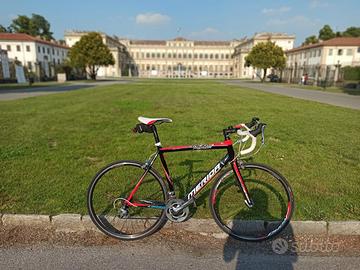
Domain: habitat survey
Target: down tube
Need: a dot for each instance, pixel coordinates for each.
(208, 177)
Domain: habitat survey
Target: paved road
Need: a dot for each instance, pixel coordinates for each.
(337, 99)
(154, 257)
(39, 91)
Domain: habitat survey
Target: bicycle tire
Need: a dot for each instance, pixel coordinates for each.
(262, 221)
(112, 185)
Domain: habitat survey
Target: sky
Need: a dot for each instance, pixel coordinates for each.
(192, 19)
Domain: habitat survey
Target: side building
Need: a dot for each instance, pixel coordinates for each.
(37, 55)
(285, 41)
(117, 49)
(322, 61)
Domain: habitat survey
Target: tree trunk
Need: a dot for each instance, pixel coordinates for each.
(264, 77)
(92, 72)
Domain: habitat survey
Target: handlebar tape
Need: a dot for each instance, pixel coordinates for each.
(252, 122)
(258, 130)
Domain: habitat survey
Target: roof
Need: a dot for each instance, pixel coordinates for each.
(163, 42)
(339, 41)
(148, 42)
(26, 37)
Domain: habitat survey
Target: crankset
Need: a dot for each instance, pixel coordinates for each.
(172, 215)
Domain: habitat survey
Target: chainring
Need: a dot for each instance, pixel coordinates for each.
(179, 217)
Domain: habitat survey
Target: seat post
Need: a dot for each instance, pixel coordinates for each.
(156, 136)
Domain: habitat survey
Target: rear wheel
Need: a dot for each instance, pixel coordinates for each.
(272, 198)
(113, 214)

◇ ◇ ◇ ◇ ◇ ◇ ◇

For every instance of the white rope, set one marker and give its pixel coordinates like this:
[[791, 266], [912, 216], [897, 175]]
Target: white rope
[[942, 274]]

◇ ◇ ◇ ◇ ◇ ◇ ◇

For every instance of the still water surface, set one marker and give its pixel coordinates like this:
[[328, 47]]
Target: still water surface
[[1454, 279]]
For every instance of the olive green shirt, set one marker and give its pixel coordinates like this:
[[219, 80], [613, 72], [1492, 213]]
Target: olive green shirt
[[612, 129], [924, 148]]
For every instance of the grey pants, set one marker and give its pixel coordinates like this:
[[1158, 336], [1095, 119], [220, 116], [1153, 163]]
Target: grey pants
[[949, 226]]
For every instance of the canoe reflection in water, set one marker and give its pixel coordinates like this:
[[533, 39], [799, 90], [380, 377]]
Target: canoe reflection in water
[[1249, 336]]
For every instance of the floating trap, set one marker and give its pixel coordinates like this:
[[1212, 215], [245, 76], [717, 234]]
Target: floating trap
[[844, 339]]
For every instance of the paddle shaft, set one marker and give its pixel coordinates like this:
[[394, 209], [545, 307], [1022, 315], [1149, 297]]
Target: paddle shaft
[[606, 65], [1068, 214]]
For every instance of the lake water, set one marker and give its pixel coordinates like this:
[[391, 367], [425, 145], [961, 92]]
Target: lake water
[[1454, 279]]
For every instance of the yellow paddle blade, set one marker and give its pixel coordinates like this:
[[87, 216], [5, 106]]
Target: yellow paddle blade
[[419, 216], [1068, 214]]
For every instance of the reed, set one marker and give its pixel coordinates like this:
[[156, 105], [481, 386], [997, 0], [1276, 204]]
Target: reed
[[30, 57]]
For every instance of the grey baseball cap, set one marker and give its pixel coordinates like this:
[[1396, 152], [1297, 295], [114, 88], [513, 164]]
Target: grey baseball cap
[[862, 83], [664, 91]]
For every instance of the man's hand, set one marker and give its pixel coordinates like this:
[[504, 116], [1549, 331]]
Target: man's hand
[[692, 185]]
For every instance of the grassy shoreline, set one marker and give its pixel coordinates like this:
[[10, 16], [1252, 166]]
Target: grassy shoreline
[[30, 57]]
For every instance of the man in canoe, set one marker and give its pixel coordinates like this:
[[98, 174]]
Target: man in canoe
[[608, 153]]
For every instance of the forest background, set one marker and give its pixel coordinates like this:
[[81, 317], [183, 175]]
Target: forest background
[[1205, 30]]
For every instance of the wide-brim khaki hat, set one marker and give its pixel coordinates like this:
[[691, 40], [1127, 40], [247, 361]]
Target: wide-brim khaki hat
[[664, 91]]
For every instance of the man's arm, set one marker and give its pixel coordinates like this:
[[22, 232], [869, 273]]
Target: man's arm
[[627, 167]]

◇ ◇ ◇ ◇ ◇ ◇ ◇

Assignment:
The lines to extract from the data above begin with the line containing "Target: still water surface" and end with the line containing "For every instance of the grey pants, set". Extract them exactly, including both.

Task result:
Target: still water surface
[[1454, 279]]
For every instance of the olive green shirt, set one marker and give its pixel coordinates like this:
[[219, 80], [613, 72], [1492, 213]]
Target: olive green shirt
[[612, 129], [924, 148]]
For every instance of the grey pants, set one marker and give its pixel coordinates like this:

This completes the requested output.